* **Reading passage**:
%%

Comment by jrm4

1 month ago

Aha. This, ideally, is a job for local only. Ollama et al.

Now, of course, it is in question as to whether my little graphics card can reasonably compare to a bigger cloud thing (and for me presently a very genuine question) but that really should be the gold standard here.

3 comments

jrm4

wolvoleo 25 days ago

I have a hybrid model here. For many many tasks a local 12b or similar works totally fine. For the rest I use cloud, those things tend to be less privacy sensitive anyway.

Like when someone sends me a message, I made something that categorises it for urgency. If I'd use cloud it means they get a copy of all those messages. But locally there's no issue and complexity wise it's pretty low for an LLM.

Things like research jobs I do do in cloud, but they don't really contain any personal content, they just research using sources they already have access to anyway. Same with programming, there's nothing really sensitive in there.

jrm4 25 days ago
Nice. You're exactly nailing what I'm working towards already. I'm programming with gemini for now and have no problem there, but the home use case I found for local Ollama was "taking a billion old bookmarks and tagging them." Am looking forward to pointing ollama at more personal stuff.
- wolvoleo 25 days ago
  
  Yeah I have two servers now. One with a big AMD for decent LLM performance. And one for a smaller Nvidia that runs mostly Whisper and some small models for side tasks.

%%

* **Problem description**: Reproduce the part of the forum thread on running language models locally, starting with "Things like research" and going on through "more personal stuff.". The records have no connection to the forum thread.

* **Extracted entries**:
%%

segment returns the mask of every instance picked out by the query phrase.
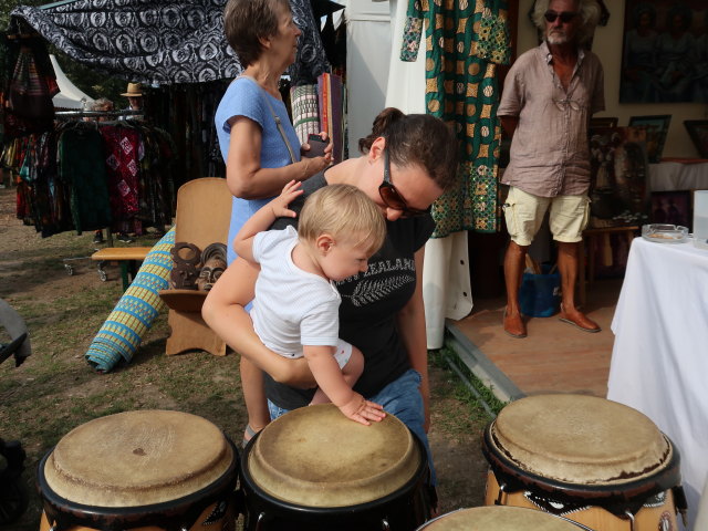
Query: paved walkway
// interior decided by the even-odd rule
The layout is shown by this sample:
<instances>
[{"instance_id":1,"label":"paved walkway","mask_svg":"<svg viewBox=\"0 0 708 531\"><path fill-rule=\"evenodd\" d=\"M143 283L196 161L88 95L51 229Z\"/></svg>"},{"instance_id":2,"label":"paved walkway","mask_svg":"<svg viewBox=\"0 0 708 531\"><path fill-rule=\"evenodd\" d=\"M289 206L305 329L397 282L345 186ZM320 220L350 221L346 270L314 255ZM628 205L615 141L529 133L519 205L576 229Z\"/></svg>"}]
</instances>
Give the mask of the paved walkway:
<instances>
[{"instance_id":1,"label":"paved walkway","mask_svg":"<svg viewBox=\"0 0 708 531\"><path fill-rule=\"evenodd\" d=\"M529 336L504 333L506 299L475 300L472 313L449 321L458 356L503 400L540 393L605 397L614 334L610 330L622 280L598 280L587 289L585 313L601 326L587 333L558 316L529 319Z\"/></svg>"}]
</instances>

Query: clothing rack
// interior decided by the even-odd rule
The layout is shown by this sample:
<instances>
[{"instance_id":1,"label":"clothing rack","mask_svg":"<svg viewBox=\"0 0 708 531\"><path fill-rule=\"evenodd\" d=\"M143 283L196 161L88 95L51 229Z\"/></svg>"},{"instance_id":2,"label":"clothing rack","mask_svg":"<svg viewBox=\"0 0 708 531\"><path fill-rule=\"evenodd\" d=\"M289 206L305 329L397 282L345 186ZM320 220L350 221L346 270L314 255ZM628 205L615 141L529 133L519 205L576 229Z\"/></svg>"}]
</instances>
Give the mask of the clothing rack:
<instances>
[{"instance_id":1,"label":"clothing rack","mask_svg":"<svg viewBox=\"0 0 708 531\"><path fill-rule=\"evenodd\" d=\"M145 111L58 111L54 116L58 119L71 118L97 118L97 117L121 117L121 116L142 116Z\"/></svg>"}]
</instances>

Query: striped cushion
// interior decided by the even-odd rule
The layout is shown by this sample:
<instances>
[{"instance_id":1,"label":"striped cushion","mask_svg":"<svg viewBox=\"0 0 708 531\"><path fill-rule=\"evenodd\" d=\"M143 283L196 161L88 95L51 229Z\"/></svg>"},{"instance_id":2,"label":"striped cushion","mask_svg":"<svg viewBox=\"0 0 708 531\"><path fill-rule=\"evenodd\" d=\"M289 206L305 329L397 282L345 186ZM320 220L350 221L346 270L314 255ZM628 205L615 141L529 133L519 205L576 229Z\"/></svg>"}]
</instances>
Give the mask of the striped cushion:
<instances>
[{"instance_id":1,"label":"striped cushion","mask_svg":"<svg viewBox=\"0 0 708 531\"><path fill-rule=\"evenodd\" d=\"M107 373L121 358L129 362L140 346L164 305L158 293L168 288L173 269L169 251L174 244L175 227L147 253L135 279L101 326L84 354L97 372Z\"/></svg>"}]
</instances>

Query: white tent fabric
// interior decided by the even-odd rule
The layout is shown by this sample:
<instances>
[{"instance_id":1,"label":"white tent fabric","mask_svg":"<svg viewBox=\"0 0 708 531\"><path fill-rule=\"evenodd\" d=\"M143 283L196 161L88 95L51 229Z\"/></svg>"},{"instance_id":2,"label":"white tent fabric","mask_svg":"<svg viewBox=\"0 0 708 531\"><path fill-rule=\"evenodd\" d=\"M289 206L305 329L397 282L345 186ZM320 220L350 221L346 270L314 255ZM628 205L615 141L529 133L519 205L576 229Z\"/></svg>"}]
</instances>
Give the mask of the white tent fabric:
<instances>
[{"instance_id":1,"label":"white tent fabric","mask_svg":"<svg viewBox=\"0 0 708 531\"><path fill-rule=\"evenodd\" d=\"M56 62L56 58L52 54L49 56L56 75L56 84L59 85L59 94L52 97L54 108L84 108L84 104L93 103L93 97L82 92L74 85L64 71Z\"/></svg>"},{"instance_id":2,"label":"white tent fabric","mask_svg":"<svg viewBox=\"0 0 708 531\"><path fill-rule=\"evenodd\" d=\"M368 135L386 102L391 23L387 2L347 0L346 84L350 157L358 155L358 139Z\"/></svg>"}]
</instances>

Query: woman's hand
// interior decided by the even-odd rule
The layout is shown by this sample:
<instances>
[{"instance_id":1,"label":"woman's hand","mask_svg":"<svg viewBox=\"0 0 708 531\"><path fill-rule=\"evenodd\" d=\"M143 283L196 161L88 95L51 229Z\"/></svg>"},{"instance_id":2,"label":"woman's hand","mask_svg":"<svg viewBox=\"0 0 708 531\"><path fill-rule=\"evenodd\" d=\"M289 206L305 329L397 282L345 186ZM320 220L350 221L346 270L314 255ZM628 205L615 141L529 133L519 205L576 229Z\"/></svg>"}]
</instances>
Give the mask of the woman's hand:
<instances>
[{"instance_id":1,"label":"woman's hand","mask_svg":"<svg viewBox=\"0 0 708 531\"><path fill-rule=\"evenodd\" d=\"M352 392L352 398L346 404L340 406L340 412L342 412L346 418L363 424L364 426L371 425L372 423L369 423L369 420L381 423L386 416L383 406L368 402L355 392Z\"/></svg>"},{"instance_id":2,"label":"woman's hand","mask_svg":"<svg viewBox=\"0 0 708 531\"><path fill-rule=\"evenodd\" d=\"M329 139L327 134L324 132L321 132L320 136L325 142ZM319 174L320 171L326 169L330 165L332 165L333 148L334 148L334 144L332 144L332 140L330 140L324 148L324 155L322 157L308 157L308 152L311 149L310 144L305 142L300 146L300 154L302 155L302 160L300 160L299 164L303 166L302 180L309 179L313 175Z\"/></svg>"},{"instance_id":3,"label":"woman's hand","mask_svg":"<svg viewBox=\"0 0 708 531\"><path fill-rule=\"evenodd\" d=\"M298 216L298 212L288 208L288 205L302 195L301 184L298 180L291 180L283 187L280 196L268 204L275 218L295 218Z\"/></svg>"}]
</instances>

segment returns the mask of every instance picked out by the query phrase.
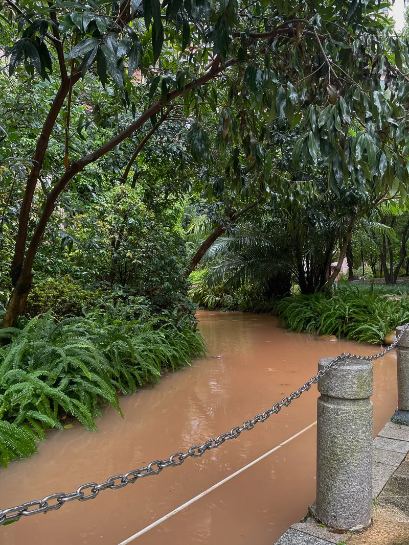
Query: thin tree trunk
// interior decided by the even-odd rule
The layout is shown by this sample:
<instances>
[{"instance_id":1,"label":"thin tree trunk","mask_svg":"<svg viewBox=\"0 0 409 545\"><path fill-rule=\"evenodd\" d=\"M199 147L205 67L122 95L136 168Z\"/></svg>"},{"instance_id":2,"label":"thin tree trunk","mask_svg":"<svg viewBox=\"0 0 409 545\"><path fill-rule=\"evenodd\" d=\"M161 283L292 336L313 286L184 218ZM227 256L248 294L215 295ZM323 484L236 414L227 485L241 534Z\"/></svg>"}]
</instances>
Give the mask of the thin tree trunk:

%%

* **Solution for this task**:
Things like research jobs I do do in cloud, but they don't really contain any personal content, they just research using sources they already have access to anyway. Same with programming, there's nothing really sensitive in there.

jrm4 25 days ago
Nice. You're exactly nailing what I'm working towards already. I'm programming with gemini for now and have no problem there, but the home use case I found for local Ollama was "taking a billion old bookmarks and tagging them." Am looking forward to pointing ollama at more personal stuff.